=== Data listing ===
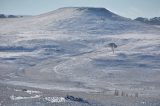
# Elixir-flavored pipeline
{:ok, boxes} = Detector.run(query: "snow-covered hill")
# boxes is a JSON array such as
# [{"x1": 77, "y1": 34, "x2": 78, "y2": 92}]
[{"x1": 0, "y1": 7, "x2": 160, "y2": 95}]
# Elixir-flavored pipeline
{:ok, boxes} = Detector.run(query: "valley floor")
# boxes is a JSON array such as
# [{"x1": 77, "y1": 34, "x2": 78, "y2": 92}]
[{"x1": 0, "y1": 84, "x2": 160, "y2": 106}]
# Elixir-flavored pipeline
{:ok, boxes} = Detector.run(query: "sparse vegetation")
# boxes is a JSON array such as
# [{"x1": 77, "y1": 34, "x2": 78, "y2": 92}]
[{"x1": 108, "y1": 43, "x2": 118, "y2": 54}]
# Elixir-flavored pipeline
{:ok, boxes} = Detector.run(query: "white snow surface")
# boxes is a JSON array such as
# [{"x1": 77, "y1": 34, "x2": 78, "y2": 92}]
[
  {"x1": 10, "y1": 95, "x2": 41, "y2": 100},
  {"x1": 0, "y1": 7, "x2": 160, "y2": 94},
  {"x1": 44, "y1": 97, "x2": 66, "y2": 103}
]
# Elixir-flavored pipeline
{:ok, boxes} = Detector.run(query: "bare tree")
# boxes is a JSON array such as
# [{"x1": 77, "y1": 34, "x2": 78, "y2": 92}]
[
  {"x1": 108, "y1": 43, "x2": 117, "y2": 54},
  {"x1": 114, "y1": 90, "x2": 119, "y2": 96}
]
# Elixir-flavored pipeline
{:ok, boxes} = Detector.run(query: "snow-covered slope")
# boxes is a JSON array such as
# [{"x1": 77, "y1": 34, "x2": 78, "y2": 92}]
[
  {"x1": 0, "y1": 7, "x2": 159, "y2": 35},
  {"x1": 0, "y1": 7, "x2": 160, "y2": 97}
]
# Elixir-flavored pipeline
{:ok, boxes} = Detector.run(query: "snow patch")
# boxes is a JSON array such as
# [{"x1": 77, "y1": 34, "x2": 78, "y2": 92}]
[
  {"x1": 10, "y1": 95, "x2": 41, "y2": 100},
  {"x1": 44, "y1": 97, "x2": 66, "y2": 103}
]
===
• Set exercise: Locate every line in the entries above that contains the string "query", and copy each one. Treat case as significant.

• The reply:
{:ok, boxes} = Detector.run(query: "snow-covered hill")
{:ok, boxes} = Detector.run(query: "valley floor")
{:ok, boxes} = Detector.run(query: "sparse vegetation")
{:ok, boxes} = Detector.run(query: "white snow surface")
{:ok, boxes} = Detector.run(query: "bare tree")
{:ok, boxes} = Detector.run(query: "snow-covered slope")
{:ok, boxes} = Detector.run(query: "snow patch")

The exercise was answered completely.